Exercise material:
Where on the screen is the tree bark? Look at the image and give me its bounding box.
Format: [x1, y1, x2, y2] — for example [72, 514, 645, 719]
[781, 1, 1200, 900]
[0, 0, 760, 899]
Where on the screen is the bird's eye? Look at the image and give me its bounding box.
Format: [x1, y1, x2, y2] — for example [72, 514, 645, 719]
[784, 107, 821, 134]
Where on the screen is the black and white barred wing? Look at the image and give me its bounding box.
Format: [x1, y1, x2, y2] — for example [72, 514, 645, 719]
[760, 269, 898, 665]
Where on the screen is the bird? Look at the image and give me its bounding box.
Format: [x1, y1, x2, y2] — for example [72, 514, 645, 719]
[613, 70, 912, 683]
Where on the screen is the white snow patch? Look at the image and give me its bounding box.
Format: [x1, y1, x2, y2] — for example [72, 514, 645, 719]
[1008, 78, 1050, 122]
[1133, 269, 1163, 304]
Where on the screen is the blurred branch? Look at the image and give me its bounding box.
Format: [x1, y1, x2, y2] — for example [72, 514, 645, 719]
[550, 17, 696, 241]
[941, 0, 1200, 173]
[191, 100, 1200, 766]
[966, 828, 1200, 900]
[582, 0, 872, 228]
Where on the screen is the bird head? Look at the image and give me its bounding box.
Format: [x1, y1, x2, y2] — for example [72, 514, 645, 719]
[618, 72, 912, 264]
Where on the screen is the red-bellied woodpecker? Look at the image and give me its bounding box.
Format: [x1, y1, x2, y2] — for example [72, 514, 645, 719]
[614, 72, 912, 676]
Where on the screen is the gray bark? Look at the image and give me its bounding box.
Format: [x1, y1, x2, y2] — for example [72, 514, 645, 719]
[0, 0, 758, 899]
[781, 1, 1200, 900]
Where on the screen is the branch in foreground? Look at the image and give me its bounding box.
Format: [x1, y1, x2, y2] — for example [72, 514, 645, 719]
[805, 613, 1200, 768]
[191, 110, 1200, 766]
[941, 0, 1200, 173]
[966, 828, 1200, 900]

What to do:
Arrange the records from the line with "Where on the screen is the white" through the line with "[614, 72, 912, 676]", both included, as a Markdown table with the columns Row and Line. Number each row and leave out blank lines.

Solution:
| Row | Line |
|---|---|
| 1 | Where on the screen is the white snow patch? Look at the image and give me its bounding box. |
| 2 | Format: [x1, y1, x2, y2] — for example [72, 514, 645, 719] |
| 3 | [1008, 78, 1050, 122] |
| 4 | [1133, 269, 1163, 304] |
| 5 | Where on the screen is the blurred branch? Look at the image and give me its bounding box. |
| 6 | Format: [x1, y1, x2, y2] — for example [72, 514, 645, 719] |
| 7 | [550, 17, 696, 241] |
| 8 | [941, 0, 1200, 173] |
| 9 | [191, 100, 1200, 766] |
| 10 | [966, 828, 1200, 900] |
| 11 | [582, 0, 872, 228] |
| 12 | Where on the screen is the bird head? Look at the image and give me its bounding box. |
| 13 | Format: [x1, y1, x2, y2] — for example [72, 514, 645, 719] |
| 14 | [618, 72, 912, 264] |
| 15 | Where on the screen is the red-bellied woodpecker? Look at the image and give me its bounding box. |
| 16 | Format: [x1, y1, x2, y2] — for example [72, 514, 645, 719] |
| 17 | [614, 72, 912, 676] |